What is expected
Copy the lines below verbatim, starting at the line containing "Provide an outline for every instance of the jackal's tongue." and ending at the line containing "103L18 104L30 95L39", with both of those lines included.
________
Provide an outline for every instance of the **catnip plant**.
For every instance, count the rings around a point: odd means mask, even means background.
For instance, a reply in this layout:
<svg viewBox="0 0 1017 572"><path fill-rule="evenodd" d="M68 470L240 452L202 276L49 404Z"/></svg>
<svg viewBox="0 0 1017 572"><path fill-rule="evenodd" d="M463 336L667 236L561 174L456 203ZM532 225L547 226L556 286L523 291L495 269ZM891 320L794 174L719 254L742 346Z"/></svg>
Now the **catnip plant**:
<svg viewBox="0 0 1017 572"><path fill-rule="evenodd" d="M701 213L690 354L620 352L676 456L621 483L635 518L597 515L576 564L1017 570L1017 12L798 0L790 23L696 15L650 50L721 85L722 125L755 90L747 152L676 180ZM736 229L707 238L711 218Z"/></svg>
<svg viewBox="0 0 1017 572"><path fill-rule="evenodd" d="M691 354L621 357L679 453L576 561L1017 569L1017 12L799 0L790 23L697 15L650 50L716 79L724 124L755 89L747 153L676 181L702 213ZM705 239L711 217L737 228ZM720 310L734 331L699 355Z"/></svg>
________
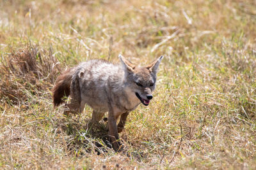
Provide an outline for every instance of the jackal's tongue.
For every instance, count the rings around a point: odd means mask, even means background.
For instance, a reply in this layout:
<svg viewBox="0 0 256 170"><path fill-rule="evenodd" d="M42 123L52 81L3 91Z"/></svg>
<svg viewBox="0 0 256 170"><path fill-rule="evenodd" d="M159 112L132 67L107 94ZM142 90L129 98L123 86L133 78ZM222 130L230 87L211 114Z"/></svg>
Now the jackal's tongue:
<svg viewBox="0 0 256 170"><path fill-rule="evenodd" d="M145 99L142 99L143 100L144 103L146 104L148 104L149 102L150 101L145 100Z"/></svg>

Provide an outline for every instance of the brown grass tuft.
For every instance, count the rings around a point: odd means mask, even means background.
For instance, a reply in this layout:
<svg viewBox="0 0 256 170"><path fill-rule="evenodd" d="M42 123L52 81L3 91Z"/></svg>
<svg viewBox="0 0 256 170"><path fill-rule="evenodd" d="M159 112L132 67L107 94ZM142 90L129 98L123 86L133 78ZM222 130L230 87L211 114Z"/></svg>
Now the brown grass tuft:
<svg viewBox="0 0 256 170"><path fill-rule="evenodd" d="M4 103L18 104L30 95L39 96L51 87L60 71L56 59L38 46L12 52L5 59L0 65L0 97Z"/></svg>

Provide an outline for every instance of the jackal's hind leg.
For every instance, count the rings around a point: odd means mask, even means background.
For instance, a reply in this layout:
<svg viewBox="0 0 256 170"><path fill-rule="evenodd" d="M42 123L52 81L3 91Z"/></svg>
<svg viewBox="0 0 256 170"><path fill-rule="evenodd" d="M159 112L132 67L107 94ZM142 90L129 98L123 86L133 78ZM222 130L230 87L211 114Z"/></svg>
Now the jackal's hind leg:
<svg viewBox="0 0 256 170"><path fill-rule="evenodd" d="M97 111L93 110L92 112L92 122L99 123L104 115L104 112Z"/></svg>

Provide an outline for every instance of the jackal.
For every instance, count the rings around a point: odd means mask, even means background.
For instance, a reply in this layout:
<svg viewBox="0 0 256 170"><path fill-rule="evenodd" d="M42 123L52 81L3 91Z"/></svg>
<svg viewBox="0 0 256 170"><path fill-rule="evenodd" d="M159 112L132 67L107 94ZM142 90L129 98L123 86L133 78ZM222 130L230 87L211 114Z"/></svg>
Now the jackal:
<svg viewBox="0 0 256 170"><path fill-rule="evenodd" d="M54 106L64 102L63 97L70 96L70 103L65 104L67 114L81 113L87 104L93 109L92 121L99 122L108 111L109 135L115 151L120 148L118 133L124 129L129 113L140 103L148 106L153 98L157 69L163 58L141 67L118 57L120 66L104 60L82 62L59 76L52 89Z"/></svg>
________
Problem solution
Provide an outline for every instance of the jackal's tongue.
For every instance, count the rings around a point: odd means mask, even means background.
For instance, a reply in this layout:
<svg viewBox="0 0 256 170"><path fill-rule="evenodd" d="M42 123L52 81L3 91Z"/></svg>
<svg viewBox="0 0 256 170"><path fill-rule="evenodd" d="M159 112L132 67L107 94ZM142 90L129 98L123 86L133 78ZM222 130L230 87L211 114Z"/></svg>
Now the jackal's tongue:
<svg viewBox="0 0 256 170"><path fill-rule="evenodd" d="M145 99L142 99L143 100L144 103L146 104L148 104L149 102L150 101L145 100Z"/></svg>

Provide an outline for every instance of the brown grass tuft.
For every instance, count the rings around a point: odd means mask, even means background.
For instance, a reply in this layout:
<svg viewBox="0 0 256 170"><path fill-rule="evenodd" d="M42 123L52 81L3 91Z"/></svg>
<svg viewBox="0 0 256 170"><path fill-rule="evenodd" d="M159 112L132 67L107 94ZM142 90L129 98L123 86L133 78ZM222 130L230 87L211 114Z"/></svg>
Now the brown grass tuft:
<svg viewBox="0 0 256 170"><path fill-rule="evenodd" d="M4 103L18 104L30 95L39 96L51 87L60 71L56 59L38 46L12 52L5 59L0 65L0 97Z"/></svg>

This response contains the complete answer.